- DIRECTION
Copy the lines below word for word, starting with the line that contains "Note: indicate the white signboard" and continuing through the last line of the entries, with both of those lines included.

— Begin EXCERPTED DATA —

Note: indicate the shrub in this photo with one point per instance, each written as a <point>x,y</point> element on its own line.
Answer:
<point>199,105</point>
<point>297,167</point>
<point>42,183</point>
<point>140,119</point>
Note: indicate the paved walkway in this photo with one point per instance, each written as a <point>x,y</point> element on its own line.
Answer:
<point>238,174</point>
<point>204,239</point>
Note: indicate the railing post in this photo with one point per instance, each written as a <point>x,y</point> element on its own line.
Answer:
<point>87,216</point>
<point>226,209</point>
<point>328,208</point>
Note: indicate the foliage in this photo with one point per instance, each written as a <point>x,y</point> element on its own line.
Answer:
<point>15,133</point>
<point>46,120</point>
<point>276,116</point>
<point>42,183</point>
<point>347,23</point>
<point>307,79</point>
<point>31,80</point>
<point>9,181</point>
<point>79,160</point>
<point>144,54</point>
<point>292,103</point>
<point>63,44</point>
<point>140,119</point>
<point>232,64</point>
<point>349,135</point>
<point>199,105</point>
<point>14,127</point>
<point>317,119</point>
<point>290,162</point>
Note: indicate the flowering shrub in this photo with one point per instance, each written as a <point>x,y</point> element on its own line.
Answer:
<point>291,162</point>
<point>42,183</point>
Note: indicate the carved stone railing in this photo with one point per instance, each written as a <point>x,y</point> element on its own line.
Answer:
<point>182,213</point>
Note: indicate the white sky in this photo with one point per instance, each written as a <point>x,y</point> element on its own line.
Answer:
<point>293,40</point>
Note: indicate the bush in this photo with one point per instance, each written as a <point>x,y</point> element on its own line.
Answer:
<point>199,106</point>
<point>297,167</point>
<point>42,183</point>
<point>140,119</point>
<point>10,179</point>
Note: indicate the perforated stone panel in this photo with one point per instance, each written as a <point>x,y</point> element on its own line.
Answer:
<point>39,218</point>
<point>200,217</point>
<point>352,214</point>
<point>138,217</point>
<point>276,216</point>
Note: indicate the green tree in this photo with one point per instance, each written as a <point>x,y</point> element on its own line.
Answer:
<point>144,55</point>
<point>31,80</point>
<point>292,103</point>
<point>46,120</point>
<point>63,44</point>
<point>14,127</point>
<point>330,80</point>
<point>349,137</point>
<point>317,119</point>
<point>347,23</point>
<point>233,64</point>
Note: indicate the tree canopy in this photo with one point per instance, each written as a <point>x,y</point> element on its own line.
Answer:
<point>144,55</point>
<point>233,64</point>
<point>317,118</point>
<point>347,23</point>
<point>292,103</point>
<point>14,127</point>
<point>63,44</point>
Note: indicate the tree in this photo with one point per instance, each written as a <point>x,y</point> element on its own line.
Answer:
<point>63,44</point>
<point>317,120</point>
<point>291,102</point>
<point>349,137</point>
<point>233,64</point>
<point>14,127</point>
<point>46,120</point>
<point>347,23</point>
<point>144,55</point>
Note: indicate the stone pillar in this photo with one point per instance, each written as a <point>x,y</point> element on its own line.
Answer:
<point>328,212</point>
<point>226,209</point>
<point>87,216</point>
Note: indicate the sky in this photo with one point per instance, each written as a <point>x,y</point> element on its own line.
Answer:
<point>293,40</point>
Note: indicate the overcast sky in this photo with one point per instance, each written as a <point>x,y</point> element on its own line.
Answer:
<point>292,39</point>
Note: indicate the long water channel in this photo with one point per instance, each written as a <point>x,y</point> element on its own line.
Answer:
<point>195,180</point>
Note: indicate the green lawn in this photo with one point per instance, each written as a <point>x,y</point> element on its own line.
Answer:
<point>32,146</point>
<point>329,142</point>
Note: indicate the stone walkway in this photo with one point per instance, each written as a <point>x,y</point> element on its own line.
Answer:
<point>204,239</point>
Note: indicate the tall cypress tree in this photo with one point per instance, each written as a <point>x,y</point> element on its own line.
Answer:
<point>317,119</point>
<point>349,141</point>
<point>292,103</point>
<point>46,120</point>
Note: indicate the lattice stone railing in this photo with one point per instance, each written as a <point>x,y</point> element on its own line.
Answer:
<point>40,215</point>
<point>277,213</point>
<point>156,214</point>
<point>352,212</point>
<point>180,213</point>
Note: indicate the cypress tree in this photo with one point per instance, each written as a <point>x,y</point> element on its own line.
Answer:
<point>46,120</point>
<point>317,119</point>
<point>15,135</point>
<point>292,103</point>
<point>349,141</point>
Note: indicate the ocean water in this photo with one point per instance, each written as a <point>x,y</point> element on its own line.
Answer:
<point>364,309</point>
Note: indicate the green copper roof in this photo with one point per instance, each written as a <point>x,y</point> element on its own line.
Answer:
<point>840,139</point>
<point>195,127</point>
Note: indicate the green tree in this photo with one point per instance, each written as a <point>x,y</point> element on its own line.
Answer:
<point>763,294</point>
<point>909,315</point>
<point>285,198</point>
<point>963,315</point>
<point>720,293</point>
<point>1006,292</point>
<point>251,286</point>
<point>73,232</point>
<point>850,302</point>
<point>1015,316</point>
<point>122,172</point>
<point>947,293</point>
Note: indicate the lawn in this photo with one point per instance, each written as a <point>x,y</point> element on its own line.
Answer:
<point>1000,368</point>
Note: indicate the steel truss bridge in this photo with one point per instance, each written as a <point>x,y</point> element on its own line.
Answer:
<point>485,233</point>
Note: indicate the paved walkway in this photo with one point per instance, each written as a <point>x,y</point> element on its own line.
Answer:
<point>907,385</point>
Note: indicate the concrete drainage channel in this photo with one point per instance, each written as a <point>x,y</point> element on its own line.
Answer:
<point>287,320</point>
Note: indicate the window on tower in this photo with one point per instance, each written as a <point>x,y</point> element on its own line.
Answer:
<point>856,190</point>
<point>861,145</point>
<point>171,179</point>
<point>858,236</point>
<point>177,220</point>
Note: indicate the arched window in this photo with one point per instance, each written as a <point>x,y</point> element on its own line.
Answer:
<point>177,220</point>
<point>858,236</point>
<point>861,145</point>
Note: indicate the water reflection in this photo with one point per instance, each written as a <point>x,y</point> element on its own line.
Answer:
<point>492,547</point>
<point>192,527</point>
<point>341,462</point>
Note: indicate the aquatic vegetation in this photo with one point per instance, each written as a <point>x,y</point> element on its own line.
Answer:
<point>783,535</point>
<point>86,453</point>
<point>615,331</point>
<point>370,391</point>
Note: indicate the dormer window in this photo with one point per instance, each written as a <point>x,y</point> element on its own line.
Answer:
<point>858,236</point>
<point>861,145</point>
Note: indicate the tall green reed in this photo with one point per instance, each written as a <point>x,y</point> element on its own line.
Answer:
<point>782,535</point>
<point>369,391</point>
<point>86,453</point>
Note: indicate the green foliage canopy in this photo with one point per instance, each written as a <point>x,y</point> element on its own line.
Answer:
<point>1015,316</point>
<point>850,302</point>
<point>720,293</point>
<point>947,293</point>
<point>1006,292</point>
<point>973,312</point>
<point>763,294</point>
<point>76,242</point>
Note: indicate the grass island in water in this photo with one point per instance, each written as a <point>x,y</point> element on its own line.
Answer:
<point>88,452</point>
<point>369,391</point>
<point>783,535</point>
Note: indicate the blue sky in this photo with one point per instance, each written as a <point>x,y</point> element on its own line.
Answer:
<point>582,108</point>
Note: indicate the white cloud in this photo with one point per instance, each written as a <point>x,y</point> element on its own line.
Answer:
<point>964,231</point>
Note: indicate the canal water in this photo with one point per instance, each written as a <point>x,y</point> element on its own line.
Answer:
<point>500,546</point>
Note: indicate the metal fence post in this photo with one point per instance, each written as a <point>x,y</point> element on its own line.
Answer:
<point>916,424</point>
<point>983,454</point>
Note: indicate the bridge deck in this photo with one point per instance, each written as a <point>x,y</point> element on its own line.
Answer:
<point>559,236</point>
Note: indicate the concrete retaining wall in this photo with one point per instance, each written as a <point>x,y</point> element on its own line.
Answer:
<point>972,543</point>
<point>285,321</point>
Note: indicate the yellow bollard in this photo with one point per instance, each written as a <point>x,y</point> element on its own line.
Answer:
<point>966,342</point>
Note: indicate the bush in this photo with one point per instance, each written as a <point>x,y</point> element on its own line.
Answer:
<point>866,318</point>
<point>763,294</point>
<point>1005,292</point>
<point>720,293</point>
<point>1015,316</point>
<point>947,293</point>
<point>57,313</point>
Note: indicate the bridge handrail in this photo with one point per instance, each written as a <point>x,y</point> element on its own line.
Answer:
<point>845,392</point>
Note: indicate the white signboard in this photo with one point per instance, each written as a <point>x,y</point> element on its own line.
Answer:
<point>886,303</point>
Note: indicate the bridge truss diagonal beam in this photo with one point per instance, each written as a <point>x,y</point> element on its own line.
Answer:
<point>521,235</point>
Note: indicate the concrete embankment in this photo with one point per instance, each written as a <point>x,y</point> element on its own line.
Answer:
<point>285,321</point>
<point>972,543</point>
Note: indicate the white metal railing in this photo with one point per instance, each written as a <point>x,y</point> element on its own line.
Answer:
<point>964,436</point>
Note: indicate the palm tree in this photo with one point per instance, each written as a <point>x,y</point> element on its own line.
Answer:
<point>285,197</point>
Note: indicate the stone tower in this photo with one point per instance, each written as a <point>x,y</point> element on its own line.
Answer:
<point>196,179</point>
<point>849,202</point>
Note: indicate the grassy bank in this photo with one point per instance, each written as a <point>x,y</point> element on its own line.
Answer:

— End EXCERPTED DATA —

- WRITTEN SOLUTION
Note: indicate the white signboard in this photo with one point per instance, each written as a <point>x,y</point> element on its own line.
Answer:
<point>886,303</point>
Note: indicate the bridge truss diagonal beam in this photo with one point per instance, each written as a <point>x,y</point> element on its own line.
Answer:
<point>521,235</point>
Note: indicate the concrete embankment in this photo with one point per instance, each written as a <point>x,y</point> element on its own line.
Answer:
<point>285,321</point>
<point>972,543</point>
Note: indicate the white metal railing in this photo with one point per instance, each written as a <point>x,y</point> element on its own line.
Answer:
<point>964,436</point>
Note: indicate the palm tree in this photo with one point per instance, each written as a <point>x,y</point> element on its own line.
Answer:
<point>285,197</point>
Note: indicate the stone tower in this photo with one point per instance, each written as a <point>x,y</point> element on its own line.
Answer:
<point>196,179</point>
<point>849,202</point>
Note: indicate the grassy bank in this photo with one point per instance, each written as a <point>x,y</point> element on its own line.
Answer:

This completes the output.